◆ **Written instruction**
Return every line in the entries below that contains the word "foliage". The match is case-sensitive.

---------- Provided information

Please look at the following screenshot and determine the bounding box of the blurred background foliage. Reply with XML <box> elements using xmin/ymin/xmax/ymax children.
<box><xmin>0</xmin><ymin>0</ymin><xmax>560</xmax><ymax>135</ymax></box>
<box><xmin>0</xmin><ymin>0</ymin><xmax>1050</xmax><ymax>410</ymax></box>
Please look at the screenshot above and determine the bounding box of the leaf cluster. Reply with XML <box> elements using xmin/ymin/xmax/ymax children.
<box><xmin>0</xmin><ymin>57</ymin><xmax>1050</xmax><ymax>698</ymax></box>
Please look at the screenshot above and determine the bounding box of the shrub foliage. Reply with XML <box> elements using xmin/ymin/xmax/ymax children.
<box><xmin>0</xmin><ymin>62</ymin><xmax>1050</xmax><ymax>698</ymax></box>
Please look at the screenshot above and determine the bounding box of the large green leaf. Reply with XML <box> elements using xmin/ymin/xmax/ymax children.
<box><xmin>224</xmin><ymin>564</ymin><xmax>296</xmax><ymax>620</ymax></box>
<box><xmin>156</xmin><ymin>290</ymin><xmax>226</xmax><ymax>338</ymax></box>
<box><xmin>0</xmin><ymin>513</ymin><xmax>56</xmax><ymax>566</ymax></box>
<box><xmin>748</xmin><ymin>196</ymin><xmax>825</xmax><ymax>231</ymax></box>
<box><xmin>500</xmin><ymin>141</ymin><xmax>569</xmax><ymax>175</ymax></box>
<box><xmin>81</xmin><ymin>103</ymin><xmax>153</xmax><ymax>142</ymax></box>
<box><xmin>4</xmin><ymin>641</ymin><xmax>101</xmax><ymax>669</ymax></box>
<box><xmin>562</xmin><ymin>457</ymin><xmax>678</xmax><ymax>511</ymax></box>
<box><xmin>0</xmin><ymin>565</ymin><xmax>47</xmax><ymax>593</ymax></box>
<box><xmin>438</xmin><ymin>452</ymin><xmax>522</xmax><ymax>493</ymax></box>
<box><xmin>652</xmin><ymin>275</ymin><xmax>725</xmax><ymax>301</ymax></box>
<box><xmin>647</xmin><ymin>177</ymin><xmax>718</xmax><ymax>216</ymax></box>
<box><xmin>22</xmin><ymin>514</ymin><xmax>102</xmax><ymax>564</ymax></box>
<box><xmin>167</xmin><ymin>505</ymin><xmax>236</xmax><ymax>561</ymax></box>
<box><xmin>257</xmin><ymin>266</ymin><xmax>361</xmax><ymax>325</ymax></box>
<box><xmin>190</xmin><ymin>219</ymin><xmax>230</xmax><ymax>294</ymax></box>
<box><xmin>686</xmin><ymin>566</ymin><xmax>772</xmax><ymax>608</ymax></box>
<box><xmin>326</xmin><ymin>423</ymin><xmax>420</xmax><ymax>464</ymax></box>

--------------------

◆ **Written answer**
Please look at the following screenshot and determine the bounding box of the blurred background foliage. Reply with XML <box> elements using xmin/ymin/xmax/ymax children.
Please look at the screenshot above and determine the bounding box of the shrub foliage. Reply with XML <box> elements using xmin/ymin/xmax/ymax children.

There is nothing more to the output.